# [WORK TO COMPLETE]
Transcribe exactly, and only, the lines that run from the one containing "point: smooth skin" through the end of the records.

# [SUPPLIED MATERIAL]

________________________

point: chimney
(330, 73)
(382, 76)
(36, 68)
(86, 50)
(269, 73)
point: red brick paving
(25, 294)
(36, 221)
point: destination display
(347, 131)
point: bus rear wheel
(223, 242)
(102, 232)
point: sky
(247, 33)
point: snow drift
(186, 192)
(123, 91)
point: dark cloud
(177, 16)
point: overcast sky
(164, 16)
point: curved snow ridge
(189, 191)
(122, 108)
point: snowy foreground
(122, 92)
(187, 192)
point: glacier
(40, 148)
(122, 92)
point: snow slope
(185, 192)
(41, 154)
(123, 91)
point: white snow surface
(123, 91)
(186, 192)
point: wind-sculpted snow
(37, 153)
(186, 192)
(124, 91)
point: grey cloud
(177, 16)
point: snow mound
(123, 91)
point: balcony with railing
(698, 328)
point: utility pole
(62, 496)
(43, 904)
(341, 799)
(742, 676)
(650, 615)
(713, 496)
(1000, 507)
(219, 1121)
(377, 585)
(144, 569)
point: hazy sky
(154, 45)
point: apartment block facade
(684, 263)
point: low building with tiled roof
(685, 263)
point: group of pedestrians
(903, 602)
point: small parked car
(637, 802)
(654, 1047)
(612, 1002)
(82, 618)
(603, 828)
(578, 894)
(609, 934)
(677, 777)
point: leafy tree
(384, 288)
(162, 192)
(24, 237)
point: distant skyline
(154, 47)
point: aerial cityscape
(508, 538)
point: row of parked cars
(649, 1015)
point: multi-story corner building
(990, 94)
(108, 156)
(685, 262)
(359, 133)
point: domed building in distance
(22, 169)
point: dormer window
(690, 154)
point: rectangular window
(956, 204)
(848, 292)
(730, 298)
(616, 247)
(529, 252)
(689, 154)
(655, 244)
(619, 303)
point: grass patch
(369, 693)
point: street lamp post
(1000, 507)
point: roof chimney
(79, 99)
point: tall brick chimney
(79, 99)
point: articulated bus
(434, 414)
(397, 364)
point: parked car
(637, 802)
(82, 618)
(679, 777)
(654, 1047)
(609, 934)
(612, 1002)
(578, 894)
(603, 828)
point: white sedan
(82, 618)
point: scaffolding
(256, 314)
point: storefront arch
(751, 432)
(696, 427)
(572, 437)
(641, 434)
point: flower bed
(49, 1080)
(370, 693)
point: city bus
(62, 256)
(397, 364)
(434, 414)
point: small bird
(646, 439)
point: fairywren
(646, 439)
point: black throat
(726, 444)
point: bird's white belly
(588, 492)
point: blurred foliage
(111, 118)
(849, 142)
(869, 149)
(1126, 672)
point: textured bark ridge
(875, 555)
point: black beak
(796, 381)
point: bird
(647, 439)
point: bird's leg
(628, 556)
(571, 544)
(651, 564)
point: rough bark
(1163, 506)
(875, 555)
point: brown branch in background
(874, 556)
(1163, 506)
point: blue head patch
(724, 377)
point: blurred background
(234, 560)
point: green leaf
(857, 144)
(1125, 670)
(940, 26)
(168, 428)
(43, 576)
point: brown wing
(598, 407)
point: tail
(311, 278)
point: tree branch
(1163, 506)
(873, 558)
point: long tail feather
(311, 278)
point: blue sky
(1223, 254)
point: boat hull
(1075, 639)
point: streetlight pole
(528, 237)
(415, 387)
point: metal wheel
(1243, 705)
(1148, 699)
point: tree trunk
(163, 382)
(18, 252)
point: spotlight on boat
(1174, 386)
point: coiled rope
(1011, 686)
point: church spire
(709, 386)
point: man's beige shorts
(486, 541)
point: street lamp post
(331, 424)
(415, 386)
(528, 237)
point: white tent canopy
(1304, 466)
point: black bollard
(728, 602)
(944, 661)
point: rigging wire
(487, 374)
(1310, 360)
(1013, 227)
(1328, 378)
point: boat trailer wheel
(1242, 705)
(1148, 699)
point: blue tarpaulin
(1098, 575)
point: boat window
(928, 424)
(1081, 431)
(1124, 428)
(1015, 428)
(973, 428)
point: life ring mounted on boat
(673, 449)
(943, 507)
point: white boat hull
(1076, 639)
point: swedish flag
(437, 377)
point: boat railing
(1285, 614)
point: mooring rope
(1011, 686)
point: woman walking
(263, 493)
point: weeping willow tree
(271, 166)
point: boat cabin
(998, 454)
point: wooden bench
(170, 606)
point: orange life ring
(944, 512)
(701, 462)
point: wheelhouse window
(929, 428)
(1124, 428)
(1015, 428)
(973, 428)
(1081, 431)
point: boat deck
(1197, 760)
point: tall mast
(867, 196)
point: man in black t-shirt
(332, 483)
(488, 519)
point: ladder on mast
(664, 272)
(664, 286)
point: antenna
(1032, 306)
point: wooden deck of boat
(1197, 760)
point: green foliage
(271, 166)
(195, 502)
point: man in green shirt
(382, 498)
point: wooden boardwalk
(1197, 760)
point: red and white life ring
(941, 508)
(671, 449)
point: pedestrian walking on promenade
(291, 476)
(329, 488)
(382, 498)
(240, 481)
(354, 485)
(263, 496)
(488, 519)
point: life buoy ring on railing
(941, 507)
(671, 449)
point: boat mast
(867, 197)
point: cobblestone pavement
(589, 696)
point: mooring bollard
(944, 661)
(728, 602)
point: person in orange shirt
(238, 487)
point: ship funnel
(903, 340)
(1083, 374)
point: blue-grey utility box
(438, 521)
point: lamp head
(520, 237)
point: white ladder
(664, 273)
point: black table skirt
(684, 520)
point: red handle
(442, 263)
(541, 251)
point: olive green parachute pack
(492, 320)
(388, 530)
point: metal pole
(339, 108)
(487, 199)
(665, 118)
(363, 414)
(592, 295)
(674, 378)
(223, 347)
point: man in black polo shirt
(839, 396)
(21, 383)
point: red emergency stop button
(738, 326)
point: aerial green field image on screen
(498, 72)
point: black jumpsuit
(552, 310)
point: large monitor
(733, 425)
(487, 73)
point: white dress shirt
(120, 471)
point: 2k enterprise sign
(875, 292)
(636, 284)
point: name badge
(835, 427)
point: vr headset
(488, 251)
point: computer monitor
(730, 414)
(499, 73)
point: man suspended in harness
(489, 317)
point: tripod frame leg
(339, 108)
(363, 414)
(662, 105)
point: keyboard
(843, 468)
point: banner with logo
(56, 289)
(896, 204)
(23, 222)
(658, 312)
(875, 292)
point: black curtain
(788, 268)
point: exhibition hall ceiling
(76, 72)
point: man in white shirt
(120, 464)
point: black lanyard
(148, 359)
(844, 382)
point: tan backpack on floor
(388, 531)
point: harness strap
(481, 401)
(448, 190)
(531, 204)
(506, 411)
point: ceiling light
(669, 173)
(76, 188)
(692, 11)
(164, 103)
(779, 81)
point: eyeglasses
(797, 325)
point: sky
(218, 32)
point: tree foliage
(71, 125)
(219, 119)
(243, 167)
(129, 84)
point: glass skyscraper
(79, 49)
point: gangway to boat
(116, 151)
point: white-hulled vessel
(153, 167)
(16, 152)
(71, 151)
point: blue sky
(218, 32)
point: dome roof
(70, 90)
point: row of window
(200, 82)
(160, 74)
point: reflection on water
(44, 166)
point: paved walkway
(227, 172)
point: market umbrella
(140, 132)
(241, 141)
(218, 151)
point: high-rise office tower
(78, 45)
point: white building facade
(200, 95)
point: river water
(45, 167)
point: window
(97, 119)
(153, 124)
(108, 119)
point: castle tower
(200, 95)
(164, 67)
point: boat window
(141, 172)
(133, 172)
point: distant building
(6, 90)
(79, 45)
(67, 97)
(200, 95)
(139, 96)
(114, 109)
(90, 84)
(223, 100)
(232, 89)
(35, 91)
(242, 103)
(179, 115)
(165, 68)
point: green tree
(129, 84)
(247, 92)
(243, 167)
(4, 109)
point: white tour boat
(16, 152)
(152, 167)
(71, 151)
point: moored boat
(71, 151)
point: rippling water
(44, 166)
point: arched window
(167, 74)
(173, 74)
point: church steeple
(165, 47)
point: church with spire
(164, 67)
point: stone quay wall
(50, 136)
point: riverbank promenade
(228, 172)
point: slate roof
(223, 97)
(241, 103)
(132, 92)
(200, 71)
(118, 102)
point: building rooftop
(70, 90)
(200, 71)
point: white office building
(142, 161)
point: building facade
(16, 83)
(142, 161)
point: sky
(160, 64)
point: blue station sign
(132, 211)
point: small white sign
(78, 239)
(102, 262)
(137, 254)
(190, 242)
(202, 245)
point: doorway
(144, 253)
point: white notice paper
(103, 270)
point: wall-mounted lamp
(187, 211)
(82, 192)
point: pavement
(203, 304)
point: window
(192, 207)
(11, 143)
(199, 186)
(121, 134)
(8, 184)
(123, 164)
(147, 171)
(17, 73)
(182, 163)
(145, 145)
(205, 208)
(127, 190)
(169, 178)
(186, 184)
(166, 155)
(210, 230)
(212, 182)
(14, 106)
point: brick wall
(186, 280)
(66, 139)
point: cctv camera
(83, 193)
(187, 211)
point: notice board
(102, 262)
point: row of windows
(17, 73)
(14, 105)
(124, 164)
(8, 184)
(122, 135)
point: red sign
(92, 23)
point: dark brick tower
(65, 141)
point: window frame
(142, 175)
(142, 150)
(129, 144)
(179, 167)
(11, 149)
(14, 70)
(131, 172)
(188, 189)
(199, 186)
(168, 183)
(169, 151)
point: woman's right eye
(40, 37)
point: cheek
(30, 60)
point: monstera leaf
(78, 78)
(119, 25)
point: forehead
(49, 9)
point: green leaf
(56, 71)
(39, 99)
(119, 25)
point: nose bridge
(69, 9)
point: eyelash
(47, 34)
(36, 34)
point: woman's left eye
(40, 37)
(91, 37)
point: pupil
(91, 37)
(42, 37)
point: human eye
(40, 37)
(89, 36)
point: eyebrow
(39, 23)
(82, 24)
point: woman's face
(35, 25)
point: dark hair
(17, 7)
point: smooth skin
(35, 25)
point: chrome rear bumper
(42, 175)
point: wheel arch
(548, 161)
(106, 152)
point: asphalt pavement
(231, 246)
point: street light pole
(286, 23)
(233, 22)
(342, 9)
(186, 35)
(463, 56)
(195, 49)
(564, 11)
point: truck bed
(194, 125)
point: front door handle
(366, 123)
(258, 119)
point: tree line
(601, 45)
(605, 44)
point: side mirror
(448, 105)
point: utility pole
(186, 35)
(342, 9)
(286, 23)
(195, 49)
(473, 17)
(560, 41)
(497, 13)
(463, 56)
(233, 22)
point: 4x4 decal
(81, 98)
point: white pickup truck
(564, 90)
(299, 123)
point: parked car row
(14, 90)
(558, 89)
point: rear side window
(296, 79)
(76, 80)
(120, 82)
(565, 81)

________________________

# [SOLUTION]
point: smooth skin
(35, 25)
point: chrome rear bumper
(42, 175)
point: wheel arch
(548, 161)
(106, 152)
point: asphalt pavement
(231, 246)
point: street light pole
(286, 23)
(233, 22)
(342, 9)
(186, 35)
(463, 56)
(195, 49)
(564, 11)
point: truck bed
(194, 125)
point: front door handle
(366, 123)
(258, 119)
point: tree line
(601, 45)
(605, 44)
point: side mirror
(448, 105)
point: utility pole
(186, 35)
(342, 9)
(286, 23)
(195, 49)
(473, 17)
(560, 41)
(497, 13)
(463, 56)
(233, 22)
point: 4x4 decal
(81, 98)
point: white pickup truck
(564, 90)
(299, 123)
point: parked car row
(14, 90)
(558, 89)
point: rear side window
(296, 79)
(76, 80)
(120, 82)
(565, 81)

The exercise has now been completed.